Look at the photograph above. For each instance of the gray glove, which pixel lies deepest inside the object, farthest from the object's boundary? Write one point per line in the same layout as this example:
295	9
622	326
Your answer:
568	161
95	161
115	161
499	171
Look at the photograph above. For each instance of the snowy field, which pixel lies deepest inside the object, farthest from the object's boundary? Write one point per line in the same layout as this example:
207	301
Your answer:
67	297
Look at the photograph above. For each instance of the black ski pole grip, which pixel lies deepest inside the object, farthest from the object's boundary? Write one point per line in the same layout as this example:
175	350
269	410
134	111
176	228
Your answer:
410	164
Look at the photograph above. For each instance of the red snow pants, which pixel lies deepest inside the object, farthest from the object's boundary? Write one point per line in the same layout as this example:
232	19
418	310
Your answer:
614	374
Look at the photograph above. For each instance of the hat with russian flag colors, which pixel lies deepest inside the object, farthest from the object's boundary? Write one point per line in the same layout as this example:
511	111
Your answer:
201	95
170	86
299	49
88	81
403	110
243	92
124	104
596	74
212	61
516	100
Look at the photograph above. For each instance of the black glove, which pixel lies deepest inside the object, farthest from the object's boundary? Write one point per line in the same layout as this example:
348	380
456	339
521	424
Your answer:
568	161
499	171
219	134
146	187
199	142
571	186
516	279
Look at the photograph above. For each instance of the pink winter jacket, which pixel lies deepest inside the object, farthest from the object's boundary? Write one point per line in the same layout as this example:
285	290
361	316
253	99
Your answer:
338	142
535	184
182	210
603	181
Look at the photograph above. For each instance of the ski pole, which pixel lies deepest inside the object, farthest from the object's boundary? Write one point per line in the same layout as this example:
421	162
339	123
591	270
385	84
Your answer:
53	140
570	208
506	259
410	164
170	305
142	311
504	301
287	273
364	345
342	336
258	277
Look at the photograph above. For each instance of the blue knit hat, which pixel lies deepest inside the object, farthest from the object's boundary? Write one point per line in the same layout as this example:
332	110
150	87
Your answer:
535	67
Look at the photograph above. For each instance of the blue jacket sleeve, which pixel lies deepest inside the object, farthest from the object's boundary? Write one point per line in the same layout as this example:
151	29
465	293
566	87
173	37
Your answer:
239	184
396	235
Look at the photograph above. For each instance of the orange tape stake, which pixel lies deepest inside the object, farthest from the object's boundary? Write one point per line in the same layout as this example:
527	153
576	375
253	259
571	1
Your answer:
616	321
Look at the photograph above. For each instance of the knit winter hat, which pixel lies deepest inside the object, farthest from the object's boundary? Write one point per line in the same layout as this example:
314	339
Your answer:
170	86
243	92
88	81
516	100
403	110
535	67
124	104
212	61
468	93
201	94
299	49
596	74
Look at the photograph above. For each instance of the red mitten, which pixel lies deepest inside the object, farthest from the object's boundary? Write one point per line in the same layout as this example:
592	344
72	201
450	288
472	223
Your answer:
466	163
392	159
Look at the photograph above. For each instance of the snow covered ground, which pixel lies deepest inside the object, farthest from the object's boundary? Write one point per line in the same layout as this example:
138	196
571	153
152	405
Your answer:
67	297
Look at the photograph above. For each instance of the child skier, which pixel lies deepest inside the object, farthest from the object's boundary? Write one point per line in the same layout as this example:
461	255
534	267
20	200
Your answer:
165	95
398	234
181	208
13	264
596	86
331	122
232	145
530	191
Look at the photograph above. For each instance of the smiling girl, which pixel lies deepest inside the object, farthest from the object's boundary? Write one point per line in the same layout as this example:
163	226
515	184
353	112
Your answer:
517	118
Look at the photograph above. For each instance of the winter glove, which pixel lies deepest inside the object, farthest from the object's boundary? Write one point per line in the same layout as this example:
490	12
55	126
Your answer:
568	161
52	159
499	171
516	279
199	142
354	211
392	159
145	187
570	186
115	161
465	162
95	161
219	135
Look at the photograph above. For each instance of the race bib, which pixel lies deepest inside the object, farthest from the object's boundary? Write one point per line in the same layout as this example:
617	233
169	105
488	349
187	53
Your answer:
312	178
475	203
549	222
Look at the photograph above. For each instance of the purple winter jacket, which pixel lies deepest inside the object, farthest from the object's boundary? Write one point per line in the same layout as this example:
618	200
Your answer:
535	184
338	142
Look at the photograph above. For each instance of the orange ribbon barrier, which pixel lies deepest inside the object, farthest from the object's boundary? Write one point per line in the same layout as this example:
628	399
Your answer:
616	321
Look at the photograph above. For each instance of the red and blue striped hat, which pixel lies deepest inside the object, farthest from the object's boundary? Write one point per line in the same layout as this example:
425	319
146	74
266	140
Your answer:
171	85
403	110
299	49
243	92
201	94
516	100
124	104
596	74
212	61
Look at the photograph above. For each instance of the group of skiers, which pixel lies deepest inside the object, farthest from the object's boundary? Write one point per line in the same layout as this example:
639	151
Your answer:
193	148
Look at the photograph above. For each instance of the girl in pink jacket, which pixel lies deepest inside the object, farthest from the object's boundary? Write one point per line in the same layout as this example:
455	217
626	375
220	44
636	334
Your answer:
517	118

- _Exercise instructions_:
Recast every line of the rows above as a JSON list of strings, one string per line, with blank lines omitted.

- _Response_:
[
  "Look at the photograph above. For each instance of the gray glove, which pixel lies deepest inside the object, farthest from the object's boundary? Write one point per line in the same layout as this example:",
  "295\t9",
  "622\t326",
  "Your answer:",
  "568\t161",
  "95\t161",
  "115\t161",
  "499\t171",
  "Look at the photograph above. For each instance of the snowy field, which pixel lies deepest inside the object, farthest from the object's boundary? Write one point per line in the same layout as this example:",
  "207\t301",
  "Your answer:",
  "67\t297",
  "Look at the photograph above. For each instance of the black ski pole grip, which pixel lies deepest inside the object, farthest from the object's boundary? Write one point per line in the same layout as this example:",
  "175\t350",
  "269\t410",
  "134\t111",
  "176\t228",
  "Your answer:",
  "410\t164",
  "Look at the photograph above. For each instance of the red snow pants, which pixel lies deepest inside the object, farthest from the object's boundary? Write one point per line in the same layout as this example:",
  "232\t19",
  "418\t310",
  "Your answer:",
  "614\t374",
  "Look at the photograph above. For each instance of the hat with russian flag colors, which pixel lies deepest inside the object, farthest from the object's boundary? Write one point per line in the same layout as this example:",
  "511\t111",
  "Your answer:",
  "201\t95",
  "170\t86",
  "299\t49",
  "88\t81",
  "403\t110",
  "243\t92",
  "124\t104",
  "596\t74",
  "212\t61",
  "516\t100",
  "Look at the photograph above. For each instance of the black glove, which pixel lies deepest inside the object, farthest from the object's boundary? Write one point per line in the same layout as this example:",
  "348\t380",
  "456\t339",
  "521\t424",
  "Your answer:",
  "568\t161",
  "499\t171",
  "219\t134",
  "146\t187",
  "199\t142",
  "571\t186",
  "516\t279",
  "Look at the photograph above. For each instance of the pink winter jacket, which pixel lies deepest inside the object, farthest from the object's boundary? Write one point per line in the same layout as this example:",
  "285\t290",
  "361\t316",
  "253\t99",
  "Your answer:",
  "338\t142",
  "535\t184",
  "182\t210",
  "603\t181",
  "Look at the photograph above. For each instance of the ski pole, which pixel lies deepest inside the object, farthest from the object's boundary? Write one point per line in the same layout as this example:",
  "421\t162",
  "339\t123",
  "591\t270",
  "385\t84",
  "Your answer:",
  "53\t140",
  "570\t208",
  "506\t259",
  "410\t164",
  "170\t305",
  "142\t311",
  "504\t301",
  "287\t273",
  "364\t345",
  "342\t336",
  "258\t277",
  "Look at the photograph above. For each instance of the blue knit hat, which pixel lies deepest inside the object, farthest from the object's boundary? Write one point per line in the same layout as this example:",
  "332\t110",
  "150\t87",
  "Your answer:",
  "535\t67",
  "Look at the photograph above. For each instance of the blue jacket sleeve, which pixel lies deepest inside the object, farthest from the object's boundary? Write one point per line in the same layout as this example:",
  "151\t29",
  "465\t293",
  "566\t87",
  "173\t37",
  "Your answer:",
  "239\t184",
  "396\t235",
  "Look at the photograph above. For each instance of the orange tape stake, which pixel lies deepest inside the object, farthest from the object's boundary? Write one point per line in the same layout as this example:",
  "527\t153",
  "576\t375",
  "253\t259",
  "571\t1",
  "Your answer:",
  "616\t321",
  "Look at the photograph above. For each instance of the knit winter hat, which pixel lies deepest inside the object, farthest from the object's boundary? Write one point per line in the same layout as this example:",
  "314\t339",
  "Your answer:",
  "170\t86",
  "243\t92",
  "88\t81",
  "516\t100",
  "403\t110",
  "535\t67",
  "124\t104",
  "212\t61",
  "468\t93",
  "201\t94",
  "299\t49",
  "596\t74",
  "Look at the photograph above. For each instance of the red mitten, which pixel lies deepest inside the object, farthest from the object's boundary? Write one point per line in the same layout as this example:",
  "592\t344",
  "72\t201",
  "450\t288",
  "472\t223",
  "Your answer:",
  "466\t163",
  "392\t159",
  "Look at the photograph above. For each instance of the snow covered ground, which pixel lies deepest inside the object, farthest from the object's boundary? Write one point per line in the same layout as this example:",
  "138\t196",
  "571\t153",
  "152\t405",
  "Your answer:",
  "67\t297",
  "Look at the photograph above. For each instance of the child skier, which pixel lies deepest inside the object, farthest from the object's boundary? Write one point per line in the same layout as this example:",
  "461\t255",
  "534\t267",
  "20\t200",
  "Your answer:",
  "165\t95",
  "398\t234",
  "181\t208",
  "13\t264",
  "596\t86",
  "331\t122",
  "232\t145",
  "530\t191",
  "Look at the photograph above. For each instance of the smiling girl, which pixel lies deepest inside the object, farthest from the object's boundary? Write one point per line in the same layout as this example:",
  "163\t226",
  "515\t184",
  "353\t112",
  "Your answer:",
  "517\t118",
  "Look at the photograph above. For each instance of the winter glove, which pixel lies deepest inside the object, farthest from the object's boundary? Write one point per line in the same layout as this example:",
  "490\t12",
  "55\t126",
  "Your answer:",
  "568\t161",
  "52\t159",
  "499\t171",
  "516\t279",
  "199\t142",
  "354\t211",
  "392\t159",
  "145\t187",
  "570\t186",
  "115\t161",
  "465\t162",
  "95\t161",
  "219\t135",
  "Look at the photograph above. For each instance of the race bib, which pixel lies deepest inside the object, farthest from the object's boundary? Write one point per line in the same layout as this example:",
  "617\t233",
  "169\t105",
  "488\t349",
  "187\t53",
  "Your answer:",
  "312\t178",
  "475\t203",
  "549\t222",
  "Look at the photograph above. For each instance of the purple winter jacket, which pixel lies deepest inside the object, farthest from the object's boundary? Write one point per line in the same layout as this example:",
  "618\t200",
  "Your answer:",
  "535\t184",
  "338\t142",
  "Look at the photograph above. For each instance of the orange ribbon barrier, which pixel lies deepest inside the object, farthest from the object's boundary? Write one point per line in the same layout as this example:",
  "628\t399",
  "Your answer:",
  "616\t321",
  "Look at the photograph above. For each instance of the red and blue striped hat, which pixel lies deepest inside the object, farthest from the object's boundary? Write one point per line in the same layout as this example:",
  "425\t319",
  "146\t74",
  "266\t140",
  "Your answer:",
  "171\t85",
  "403\t110",
  "299\t49",
  "243\t92",
  "201\t94",
  "516\t100",
  "124\t104",
  "596\t74",
  "212\t61",
  "Look at the photograph above. For each instance of the group of skiers, which pixel lies deepest inside the object, farthest from the object's boundary? Write one point per line in the same layout as this example:",
  "639\t151",
  "Your answer:",
  "193\t148",
  "Look at the photograph above. For each instance of the girl in pink jacket, which pixel lies deepest inside the object, farthest from the object's boundary? Write one point per line in the same layout as this example:",
  "455\t217",
  "626\t375",
  "220\t44",
  "636\t334",
  "Your answer:",
  "517\t118"
]